### Page extract:
..............................
Britain's Next Top Model (or Britain & Ireland's Next Top Model 2011–13), often abbreviated as BNTM, BINTM, or Top Model, is a British-Irish reality television show in which a number of women compete for the title of Britain's Next Top Model and a chance to start their career in the modelling industry. The first "cycle" premiered on 14 September 2005 on Sky Living.

The winner normally receives a modelling contract, cosmetics campaign, and a spread within a fashion magazine which also included appearing on the front cover. Other prizes which changed from cycle to cycle included a car, holiday, money, or an apartment among other things.

As part of the Top Model franchise, it was based on the American television series America's Next Top Model. From series 7 thru 9, the show was named Britain and Ireland's Next Top Model as it had begun to include contestants from Ireland.

On 28 October 2013, Sky Living confirmed that the show had been cancelled. In April 2015, the show confirmed via its Twitter account that it would be returning in 2015 on Lifetime. The title was changed back to Britain's Next Top Model due to licensing issues, but contestants from Ireland were still allowed to apply for the show.

Premise

The series features a group of young female contestants who live together in a house for several weeks while taking part in challenges, photo shoots and meetings with members of the modelling industry. Normally, one poor-performing contestant is eliminated each week until the last contestant remaining is declared "Britain's Next Top Model" and receives a modelling contract along with other prizes.

In a BBC interview, Elle Macpherson contrasted the show with the U.S. version, describing BNTM as "Uniquely British, the sense of humour and the styling is very British... more hybrid backgrounds... and I think that is really examplatory [sic] of what's going on in the UK today".

Format

Each series of Britain's Next Top Model features from ten to fourteen episodes and begins with twelve to fourteen contestants. Each episode, one contestant is eliminated, though in rare cases a double elimination or no elimination is given by consensus of the judging panel. Series 6 saw a live finale where the public chose the winner of the cycle. The series was narrated by Fearne Cotton. Due to maternity leave, Cotton did not fulfil this role for the ninth series. She was replaced by Dawn Porter. When the show got revived on Lifetime, Dawn Porter was replaced by Cycle 5 and America's Next Top Model cycle 18 contestant, Annaliese Dayes.

Starting with the ninth series, the elimination process was changed. Multiple contestants were in danger of elimination every week, with the number of contestants in danger being lowered as the competition progressed.

Judges
The series 9 panel consisted of Elle Macpherson, Tyson Beckford, and fashion designer, pop star, model, and former X Factor Judge Dannii Minogue. It was originally reported for series 8 that Grace Woodward would leaving the judging panel to be replaced by Kelly Osbourne and that both Charley Speed and Julien Macdonald would continue on the judging panel. However it was later announced that both Speed and Woodward were leaving the panel to be replaced by Tyson Beckford and Whitney Port. Previous judges have included Lisa Butcher, Marie Helvin, Paula Hamilton, Huggy Ragnarsson, industry expert Jonathan Phang and fashion expert Gerry DeVeaux. Usually, an additional guest judge will sit in on the panel every week.

Requirements 
According to the show's official site, anyone with the right to live or work in Britain is free to apply for the show, but must meet the height requirement of 5'8", and be between the ages of 18-23 at the time they try out for the show. This is true for series 6-8. During the first casting episode of cycle 7, some producers stated that 'The requirements would be stricter' in order to accommodate models closer within the range of the real fashion world.
..............................
### The records:
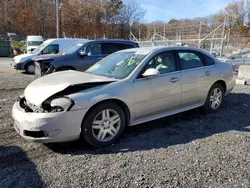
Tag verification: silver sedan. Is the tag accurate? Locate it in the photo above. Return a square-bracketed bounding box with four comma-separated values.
[12, 47, 234, 147]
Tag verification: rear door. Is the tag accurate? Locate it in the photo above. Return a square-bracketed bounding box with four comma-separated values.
[134, 51, 181, 119]
[177, 50, 212, 107]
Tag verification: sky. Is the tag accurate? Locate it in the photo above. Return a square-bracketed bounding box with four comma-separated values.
[125, 0, 233, 22]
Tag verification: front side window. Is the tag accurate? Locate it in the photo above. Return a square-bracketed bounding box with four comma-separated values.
[86, 51, 147, 79]
[143, 52, 177, 74]
[102, 43, 120, 54]
[82, 43, 102, 56]
[60, 43, 83, 55]
[28, 41, 43, 46]
[204, 55, 215, 66]
[42, 44, 59, 54]
[116, 43, 135, 50]
[31, 43, 47, 54]
[178, 51, 203, 70]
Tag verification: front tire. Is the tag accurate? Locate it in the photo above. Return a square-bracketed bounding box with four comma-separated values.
[25, 62, 35, 74]
[57, 67, 74, 72]
[204, 83, 225, 112]
[81, 102, 126, 147]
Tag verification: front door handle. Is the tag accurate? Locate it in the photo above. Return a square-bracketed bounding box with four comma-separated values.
[205, 71, 211, 76]
[170, 77, 179, 83]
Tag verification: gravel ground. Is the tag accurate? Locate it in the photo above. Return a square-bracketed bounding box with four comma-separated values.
[0, 59, 250, 188]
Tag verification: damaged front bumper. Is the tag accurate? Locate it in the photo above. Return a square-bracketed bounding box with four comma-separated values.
[12, 102, 87, 143]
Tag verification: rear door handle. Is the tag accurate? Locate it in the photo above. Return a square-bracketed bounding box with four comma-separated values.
[205, 71, 211, 76]
[170, 77, 179, 83]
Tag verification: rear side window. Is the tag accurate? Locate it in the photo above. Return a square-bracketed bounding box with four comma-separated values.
[42, 44, 59, 54]
[204, 55, 215, 66]
[178, 51, 203, 70]
[116, 43, 135, 50]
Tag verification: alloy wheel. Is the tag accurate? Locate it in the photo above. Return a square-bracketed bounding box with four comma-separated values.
[27, 64, 35, 73]
[92, 109, 121, 142]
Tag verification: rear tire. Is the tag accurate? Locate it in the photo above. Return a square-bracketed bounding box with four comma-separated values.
[204, 83, 225, 112]
[81, 102, 126, 147]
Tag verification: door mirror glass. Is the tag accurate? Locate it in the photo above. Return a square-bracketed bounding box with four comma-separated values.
[79, 51, 88, 57]
[142, 68, 160, 77]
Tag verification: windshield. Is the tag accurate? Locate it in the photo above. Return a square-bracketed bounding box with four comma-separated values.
[59, 44, 83, 55]
[28, 41, 43, 46]
[31, 43, 47, 54]
[86, 51, 146, 79]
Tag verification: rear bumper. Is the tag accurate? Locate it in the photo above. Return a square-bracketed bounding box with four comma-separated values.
[12, 102, 87, 143]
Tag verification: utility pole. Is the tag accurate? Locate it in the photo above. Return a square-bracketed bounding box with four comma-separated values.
[220, 18, 226, 58]
[210, 32, 215, 54]
[139, 28, 141, 41]
[56, 0, 59, 38]
[227, 28, 231, 53]
[164, 24, 166, 38]
[198, 21, 201, 48]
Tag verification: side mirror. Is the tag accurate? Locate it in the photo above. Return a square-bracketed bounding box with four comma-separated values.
[142, 68, 160, 77]
[79, 52, 88, 57]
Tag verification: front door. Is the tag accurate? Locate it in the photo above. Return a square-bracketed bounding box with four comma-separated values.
[134, 51, 181, 119]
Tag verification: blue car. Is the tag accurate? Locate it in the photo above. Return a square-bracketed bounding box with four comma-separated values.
[33, 39, 139, 77]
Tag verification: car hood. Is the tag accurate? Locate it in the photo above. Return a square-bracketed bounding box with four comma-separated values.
[14, 54, 34, 63]
[32, 54, 62, 61]
[24, 70, 117, 106]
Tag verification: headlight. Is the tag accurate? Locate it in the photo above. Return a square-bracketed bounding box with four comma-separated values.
[50, 97, 75, 112]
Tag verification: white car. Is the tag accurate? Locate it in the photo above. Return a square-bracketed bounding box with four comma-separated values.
[12, 47, 234, 147]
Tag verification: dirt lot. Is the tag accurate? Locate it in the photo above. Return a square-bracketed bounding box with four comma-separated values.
[0, 58, 250, 188]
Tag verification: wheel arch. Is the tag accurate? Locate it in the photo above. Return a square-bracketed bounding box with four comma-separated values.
[83, 98, 131, 126]
[212, 80, 227, 94]
[23, 59, 34, 70]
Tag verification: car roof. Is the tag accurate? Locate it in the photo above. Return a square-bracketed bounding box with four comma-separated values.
[122, 46, 211, 56]
[90, 39, 137, 43]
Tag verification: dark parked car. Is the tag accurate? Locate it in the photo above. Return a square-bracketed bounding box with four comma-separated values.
[33, 39, 139, 77]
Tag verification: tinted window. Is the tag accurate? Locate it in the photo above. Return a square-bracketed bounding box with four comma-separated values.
[102, 43, 120, 54]
[86, 51, 147, 79]
[144, 52, 177, 74]
[42, 44, 59, 54]
[178, 51, 203, 70]
[83, 43, 102, 56]
[204, 55, 215, 66]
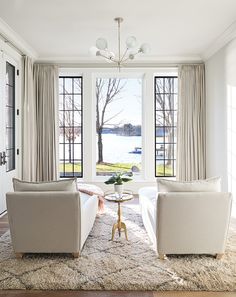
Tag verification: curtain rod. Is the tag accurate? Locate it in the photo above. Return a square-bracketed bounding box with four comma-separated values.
[0, 33, 25, 57]
[50, 61, 205, 70]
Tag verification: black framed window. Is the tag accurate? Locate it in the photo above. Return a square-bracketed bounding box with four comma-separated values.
[5, 62, 16, 172]
[59, 76, 83, 177]
[154, 76, 178, 177]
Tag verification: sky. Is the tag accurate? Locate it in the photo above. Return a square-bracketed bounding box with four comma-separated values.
[99, 78, 142, 126]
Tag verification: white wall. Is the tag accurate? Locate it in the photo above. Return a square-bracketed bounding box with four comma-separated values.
[206, 40, 236, 196]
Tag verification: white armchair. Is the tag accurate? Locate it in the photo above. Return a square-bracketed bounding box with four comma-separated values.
[6, 191, 98, 257]
[139, 187, 232, 259]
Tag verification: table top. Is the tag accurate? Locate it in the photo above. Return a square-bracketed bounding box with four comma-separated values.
[104, 190, 134, 203]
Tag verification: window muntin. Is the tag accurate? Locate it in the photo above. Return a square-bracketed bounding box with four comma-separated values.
[96, 77, 142, 176]
[5, 62, 16, 172]
[155, 76, 178, 177]
[59, 76, 83, 177]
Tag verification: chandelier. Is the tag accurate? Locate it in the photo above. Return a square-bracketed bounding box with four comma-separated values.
[90, 17, 150, 71]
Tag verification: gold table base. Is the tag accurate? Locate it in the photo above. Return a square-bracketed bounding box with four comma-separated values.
[111, 202, 128, 240]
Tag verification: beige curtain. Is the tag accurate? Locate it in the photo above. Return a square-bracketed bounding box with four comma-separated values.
[22, 57, 58, 181]
[176, 64, 206, 181]
[33, 64, 58, 181]
[22, 57, 36, 181]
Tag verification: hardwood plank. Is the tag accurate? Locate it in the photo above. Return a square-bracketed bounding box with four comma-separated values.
[153, 291, 236, 297]
[0, 290, 153, 297]
[0, 290, 236, 297]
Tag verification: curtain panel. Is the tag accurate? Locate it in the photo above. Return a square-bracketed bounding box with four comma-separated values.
[33, 64, 58, 181]
[176, 64, 206, 181]
[22, 57, 37, 181]
[22, 57, 58, 181]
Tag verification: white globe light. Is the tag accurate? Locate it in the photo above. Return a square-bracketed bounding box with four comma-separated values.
[96, 38, 107, 50]
[126, 36, 137, 48]
[109, 52, 116, 60]
[140, 43, 151, 54]
[129, 54, 134, 60]
[89, 46, 99, 56]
..............................
### Instructions:
- a) According to the article on Britain's Next Top Model, who replaced Fearne Cotton as narrator for the ninth series?
- b) Reproduce the records from the line with "Tag verification: windshield." to the line with "[0, 58, 250, 188]", both included.

### Results of the tasks:
- a) Dawn Porter

- b)
Tag verification: windshield. Is the tag accurate? Locate it in the photo above. Return a square-bracketed bounding box with four comma-separated values.
[59, 44, 83, 55]
[28, 41, 43, 46]
[31, 43, 47, 54]
[86, 51, 146, 79]
Tag verification: rear bumper. Is the tag accurate? Locate it in the photo above. Return a square-bracketed bounding box with four comma-separated values.
[12, 102, 87, 143]
Tag verification: utility pole. Is the tag accurate? Locate it in the photo above. Return a square-bracketed bounding box with four comma-separated values.
[220, 18, 226, 58]
[210, 32, 215, 54]
[139, 28, 141, 41]
[56, 0, 59, 38]
[227, 28, 231, 53]
[164, 24, 166, 38]
[198, 21, 201, 48]
Tag verification: side mirror. Is the tag accurate? Locate it in the photo above. Return a square-bracketed bounding box with four comma-separated values.
[142, 68, 160, 77]
[79, 52, 88, 57]
Tag verification: front door. Is the tag accurate? Locate it in the photo above. Return a square-bracketed bounding box with four comma-separated values.
[134, 51, 181, 119]
Tag verification: blue car. Is the tag accurate? Locate it in the photo above. Return a square-bracketed bounding box with four comma-separated values.
[33, 39, 139, 77]
Tag verification: car hood. Is the tag accurate? Locate it in the photo above. Return a square-bracketed bounding box with four comma-separated values.
[14, 54, 34, 63]
[32, 54, 62, 61]
[24, 70, 117, 106]
Tag verification: headlight. Is the tag accurate? Locate it in the photo above. Return a square-bracketed bounding box with four comma-separated values.
[50, 97, 75, 112]
Tag verification: white car. Is the tag accurate? Locate it in the photo above. Return a square-bracketed bounding box with four comma-separated values.
[12, 47, 234, 147]
Tag verification: dirt lot. Is the tag accurate? Locate it in the photo above. Return a square-bracketed bounding box with four comma-separated values.
[0, 58, 250, 188]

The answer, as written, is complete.